◆ Exercise ◆
Count the lines in the material below that contain the word "cloudy" with the same letter case, and reply with only that number.

BEGIN Task inputs

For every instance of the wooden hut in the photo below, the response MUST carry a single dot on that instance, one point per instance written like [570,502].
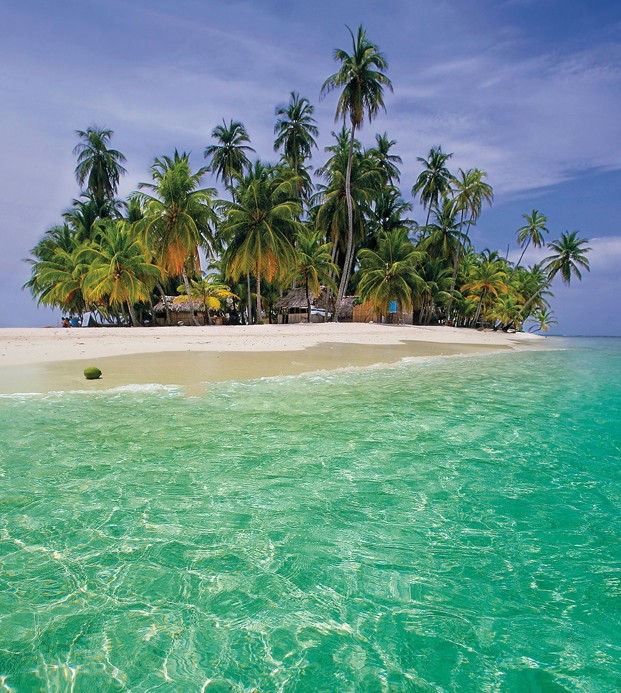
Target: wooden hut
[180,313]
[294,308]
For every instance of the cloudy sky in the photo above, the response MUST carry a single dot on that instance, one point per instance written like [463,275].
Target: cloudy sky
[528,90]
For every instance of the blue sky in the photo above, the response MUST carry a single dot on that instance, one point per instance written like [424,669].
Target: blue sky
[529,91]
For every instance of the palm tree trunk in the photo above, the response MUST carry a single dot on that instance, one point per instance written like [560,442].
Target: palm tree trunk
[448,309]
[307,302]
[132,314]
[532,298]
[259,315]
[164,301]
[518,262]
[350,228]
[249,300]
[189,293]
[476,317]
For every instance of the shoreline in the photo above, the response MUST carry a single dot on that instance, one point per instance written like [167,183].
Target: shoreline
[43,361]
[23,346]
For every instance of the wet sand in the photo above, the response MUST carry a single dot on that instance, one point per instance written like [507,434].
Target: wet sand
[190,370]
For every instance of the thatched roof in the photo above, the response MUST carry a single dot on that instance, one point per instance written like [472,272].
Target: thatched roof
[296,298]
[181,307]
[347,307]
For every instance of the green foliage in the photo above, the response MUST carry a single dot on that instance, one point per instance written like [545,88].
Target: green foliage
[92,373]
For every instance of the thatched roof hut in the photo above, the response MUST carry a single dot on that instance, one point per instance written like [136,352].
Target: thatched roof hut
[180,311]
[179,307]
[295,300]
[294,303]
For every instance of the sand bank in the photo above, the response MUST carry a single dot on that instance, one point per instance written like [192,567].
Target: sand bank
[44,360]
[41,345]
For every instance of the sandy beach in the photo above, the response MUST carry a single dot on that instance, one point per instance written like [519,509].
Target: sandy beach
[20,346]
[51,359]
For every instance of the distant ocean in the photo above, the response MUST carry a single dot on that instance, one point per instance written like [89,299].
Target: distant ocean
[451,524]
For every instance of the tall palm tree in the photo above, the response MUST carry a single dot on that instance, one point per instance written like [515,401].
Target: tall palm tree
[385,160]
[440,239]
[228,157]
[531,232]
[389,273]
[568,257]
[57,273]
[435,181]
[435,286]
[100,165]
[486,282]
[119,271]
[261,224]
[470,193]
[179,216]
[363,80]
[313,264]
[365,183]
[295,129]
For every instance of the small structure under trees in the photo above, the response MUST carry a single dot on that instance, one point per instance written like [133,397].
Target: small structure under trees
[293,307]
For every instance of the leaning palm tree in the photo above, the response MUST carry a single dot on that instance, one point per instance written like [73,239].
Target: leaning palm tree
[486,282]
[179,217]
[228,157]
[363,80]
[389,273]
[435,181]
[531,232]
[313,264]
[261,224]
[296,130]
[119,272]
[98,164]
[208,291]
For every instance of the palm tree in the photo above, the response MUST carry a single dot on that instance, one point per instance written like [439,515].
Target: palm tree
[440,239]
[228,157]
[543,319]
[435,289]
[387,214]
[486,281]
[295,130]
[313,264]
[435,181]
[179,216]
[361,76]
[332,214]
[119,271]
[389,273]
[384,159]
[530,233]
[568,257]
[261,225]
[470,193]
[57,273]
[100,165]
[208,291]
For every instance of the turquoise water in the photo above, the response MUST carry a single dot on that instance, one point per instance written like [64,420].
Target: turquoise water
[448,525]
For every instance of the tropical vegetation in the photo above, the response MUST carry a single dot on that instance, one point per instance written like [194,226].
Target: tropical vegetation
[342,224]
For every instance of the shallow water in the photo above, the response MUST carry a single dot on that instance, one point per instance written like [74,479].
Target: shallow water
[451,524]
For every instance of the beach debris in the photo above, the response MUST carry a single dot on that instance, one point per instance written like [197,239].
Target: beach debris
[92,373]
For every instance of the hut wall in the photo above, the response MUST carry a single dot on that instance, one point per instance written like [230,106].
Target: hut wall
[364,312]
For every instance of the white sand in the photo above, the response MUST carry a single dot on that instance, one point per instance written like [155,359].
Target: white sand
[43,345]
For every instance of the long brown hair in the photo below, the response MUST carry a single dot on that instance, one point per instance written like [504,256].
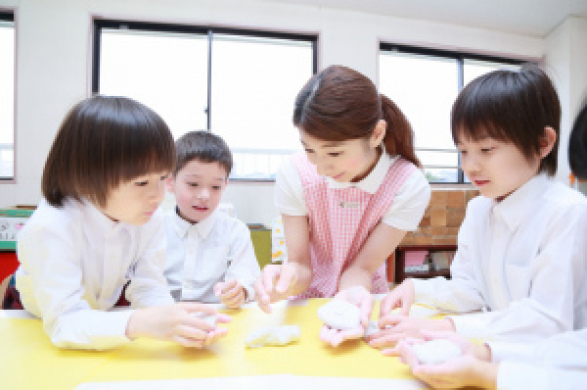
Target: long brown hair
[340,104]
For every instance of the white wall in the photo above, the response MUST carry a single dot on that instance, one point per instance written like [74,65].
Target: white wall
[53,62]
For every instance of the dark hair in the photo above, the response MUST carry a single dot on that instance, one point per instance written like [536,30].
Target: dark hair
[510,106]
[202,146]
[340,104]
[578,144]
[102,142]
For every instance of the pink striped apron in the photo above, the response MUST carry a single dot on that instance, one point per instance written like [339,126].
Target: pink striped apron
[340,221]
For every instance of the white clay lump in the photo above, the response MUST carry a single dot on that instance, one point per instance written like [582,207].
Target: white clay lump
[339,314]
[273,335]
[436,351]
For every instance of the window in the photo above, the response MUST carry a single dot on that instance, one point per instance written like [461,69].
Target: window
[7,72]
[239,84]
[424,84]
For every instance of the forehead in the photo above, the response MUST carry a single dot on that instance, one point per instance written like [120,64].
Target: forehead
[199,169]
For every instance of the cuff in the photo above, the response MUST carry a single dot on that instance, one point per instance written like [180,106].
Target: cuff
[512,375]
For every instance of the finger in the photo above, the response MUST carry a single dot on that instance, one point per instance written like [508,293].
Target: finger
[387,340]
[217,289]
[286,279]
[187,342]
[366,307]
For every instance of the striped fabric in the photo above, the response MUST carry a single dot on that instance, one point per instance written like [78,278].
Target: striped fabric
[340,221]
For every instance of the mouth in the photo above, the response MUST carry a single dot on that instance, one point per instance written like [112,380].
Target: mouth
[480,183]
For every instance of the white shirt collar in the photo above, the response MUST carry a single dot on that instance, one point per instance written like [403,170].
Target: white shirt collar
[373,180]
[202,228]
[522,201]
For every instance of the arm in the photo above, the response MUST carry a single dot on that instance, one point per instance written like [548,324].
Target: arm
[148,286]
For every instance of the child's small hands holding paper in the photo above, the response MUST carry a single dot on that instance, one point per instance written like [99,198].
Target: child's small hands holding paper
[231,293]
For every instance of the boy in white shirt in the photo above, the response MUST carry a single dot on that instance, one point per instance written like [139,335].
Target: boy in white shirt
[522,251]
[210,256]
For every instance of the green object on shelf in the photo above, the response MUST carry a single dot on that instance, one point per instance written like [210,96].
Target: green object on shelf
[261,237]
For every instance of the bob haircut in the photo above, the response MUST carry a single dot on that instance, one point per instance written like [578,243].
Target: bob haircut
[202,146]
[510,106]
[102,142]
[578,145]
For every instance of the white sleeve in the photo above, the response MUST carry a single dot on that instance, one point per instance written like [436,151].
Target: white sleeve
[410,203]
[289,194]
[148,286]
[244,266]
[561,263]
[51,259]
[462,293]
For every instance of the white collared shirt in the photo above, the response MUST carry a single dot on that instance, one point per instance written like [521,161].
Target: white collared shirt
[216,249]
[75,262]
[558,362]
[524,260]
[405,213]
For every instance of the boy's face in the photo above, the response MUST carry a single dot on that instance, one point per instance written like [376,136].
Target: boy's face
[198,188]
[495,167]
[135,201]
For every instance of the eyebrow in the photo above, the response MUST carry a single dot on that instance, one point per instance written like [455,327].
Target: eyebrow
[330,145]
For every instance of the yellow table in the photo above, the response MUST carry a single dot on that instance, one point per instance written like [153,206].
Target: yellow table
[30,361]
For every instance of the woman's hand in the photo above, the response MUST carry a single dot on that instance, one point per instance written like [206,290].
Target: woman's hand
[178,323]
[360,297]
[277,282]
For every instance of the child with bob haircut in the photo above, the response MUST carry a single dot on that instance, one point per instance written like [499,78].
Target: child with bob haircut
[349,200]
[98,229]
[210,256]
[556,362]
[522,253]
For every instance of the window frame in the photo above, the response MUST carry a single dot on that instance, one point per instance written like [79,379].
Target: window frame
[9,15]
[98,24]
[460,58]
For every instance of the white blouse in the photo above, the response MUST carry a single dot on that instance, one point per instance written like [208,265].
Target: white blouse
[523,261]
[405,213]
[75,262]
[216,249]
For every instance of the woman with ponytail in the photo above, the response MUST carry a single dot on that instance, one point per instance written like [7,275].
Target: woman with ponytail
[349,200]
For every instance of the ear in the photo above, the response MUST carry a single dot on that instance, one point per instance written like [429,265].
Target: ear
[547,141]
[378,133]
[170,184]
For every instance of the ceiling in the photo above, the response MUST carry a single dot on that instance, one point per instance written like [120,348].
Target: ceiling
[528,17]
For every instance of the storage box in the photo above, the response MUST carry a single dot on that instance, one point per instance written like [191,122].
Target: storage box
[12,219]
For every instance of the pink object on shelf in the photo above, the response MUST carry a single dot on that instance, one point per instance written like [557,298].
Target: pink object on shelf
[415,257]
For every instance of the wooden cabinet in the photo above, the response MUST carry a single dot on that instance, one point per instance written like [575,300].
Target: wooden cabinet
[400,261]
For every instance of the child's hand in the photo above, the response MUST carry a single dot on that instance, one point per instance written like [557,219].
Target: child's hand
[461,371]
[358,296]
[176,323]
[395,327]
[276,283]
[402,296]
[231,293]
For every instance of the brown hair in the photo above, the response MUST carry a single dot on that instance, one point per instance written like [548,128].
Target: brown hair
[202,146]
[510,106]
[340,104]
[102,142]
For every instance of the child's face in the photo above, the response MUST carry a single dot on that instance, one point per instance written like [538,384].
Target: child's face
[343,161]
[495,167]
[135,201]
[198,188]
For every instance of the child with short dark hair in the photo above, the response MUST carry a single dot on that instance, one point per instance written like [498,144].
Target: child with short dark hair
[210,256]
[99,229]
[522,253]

END Task inputs
BEGIN Task inputs

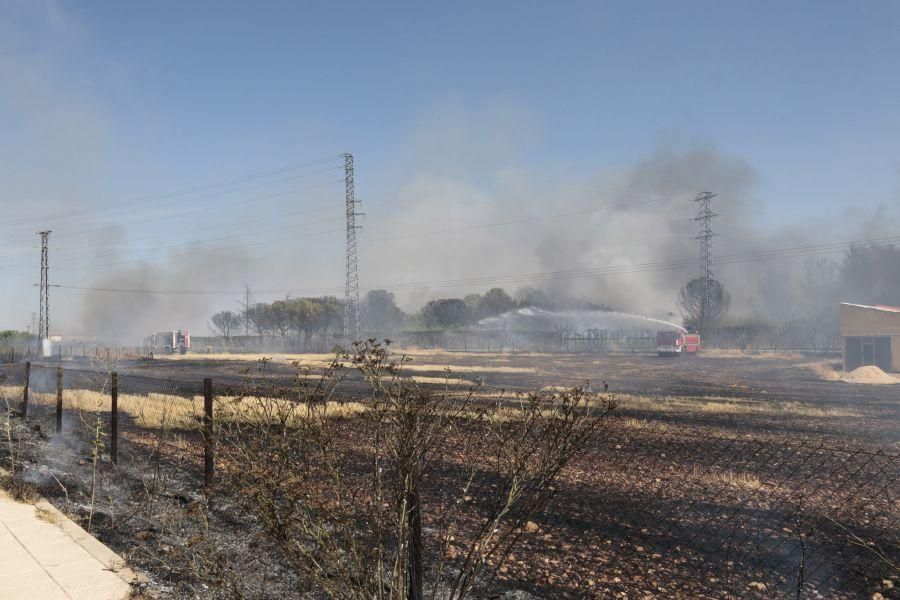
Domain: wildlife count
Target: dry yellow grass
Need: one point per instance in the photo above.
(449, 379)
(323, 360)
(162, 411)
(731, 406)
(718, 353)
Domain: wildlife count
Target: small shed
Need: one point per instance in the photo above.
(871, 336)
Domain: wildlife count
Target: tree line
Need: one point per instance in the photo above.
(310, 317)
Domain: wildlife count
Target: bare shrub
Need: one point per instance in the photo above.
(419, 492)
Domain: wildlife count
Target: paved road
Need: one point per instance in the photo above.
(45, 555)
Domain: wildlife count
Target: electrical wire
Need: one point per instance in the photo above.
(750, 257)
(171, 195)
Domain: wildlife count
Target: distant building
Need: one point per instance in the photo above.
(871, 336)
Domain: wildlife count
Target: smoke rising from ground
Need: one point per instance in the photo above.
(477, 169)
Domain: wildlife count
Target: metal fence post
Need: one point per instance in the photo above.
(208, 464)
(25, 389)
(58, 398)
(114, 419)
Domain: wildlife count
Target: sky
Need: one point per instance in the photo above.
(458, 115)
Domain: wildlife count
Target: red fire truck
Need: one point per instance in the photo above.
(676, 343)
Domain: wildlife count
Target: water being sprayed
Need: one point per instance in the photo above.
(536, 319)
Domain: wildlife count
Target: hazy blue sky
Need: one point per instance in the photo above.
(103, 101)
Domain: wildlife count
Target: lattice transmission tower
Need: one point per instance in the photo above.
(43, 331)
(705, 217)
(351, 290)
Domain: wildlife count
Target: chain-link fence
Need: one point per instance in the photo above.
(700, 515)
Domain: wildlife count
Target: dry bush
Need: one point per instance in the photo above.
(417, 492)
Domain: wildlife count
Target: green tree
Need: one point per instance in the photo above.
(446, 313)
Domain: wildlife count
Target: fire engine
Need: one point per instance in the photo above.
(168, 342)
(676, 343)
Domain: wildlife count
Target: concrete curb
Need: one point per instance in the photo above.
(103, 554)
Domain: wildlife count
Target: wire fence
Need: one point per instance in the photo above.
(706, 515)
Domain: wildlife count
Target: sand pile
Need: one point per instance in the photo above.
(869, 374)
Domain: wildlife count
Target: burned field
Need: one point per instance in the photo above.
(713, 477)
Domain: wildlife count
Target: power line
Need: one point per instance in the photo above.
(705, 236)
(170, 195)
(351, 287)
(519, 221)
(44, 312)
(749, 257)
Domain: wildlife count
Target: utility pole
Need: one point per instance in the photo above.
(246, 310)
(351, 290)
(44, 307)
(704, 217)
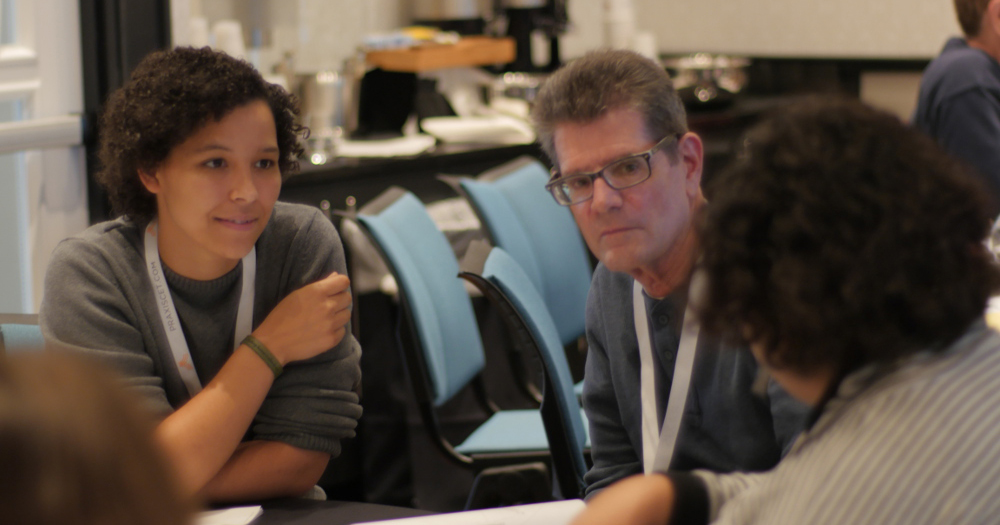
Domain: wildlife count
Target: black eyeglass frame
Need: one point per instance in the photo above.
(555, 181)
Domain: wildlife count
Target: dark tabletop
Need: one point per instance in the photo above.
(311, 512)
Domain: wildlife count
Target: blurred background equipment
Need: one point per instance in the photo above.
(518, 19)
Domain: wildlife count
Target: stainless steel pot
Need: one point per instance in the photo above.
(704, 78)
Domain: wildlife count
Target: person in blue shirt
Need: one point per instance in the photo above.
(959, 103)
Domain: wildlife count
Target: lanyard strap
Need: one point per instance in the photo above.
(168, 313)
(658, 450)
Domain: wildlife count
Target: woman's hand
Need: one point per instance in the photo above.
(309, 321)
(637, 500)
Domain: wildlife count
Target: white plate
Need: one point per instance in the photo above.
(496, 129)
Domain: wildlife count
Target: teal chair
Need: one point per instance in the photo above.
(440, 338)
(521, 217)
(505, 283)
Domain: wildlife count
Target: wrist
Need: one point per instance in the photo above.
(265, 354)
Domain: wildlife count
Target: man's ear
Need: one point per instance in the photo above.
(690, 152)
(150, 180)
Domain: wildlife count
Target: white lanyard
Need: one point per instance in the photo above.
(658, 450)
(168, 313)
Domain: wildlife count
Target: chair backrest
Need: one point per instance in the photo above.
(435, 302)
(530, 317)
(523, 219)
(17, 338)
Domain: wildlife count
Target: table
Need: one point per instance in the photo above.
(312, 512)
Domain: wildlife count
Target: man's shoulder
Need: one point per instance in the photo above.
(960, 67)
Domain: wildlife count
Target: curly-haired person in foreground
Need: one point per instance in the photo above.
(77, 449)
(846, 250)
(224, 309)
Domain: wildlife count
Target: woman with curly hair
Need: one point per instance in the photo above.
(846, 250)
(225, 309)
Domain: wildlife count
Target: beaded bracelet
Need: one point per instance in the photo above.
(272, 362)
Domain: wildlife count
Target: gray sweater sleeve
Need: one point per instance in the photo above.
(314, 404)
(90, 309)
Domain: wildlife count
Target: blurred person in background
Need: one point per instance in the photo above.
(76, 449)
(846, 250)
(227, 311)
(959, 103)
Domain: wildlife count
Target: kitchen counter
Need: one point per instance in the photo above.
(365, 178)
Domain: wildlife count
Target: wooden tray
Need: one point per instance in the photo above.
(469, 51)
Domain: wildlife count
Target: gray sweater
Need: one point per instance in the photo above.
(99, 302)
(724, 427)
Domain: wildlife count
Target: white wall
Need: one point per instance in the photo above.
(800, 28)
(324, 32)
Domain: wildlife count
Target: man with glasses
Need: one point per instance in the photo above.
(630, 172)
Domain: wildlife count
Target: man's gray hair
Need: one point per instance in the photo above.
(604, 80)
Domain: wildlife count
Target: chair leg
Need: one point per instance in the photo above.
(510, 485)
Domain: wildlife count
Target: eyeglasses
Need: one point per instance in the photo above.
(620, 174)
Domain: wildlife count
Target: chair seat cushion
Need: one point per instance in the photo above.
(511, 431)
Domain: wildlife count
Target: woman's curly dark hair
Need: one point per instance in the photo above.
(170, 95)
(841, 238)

END Task inputs

◆ Exercise answer ◆
2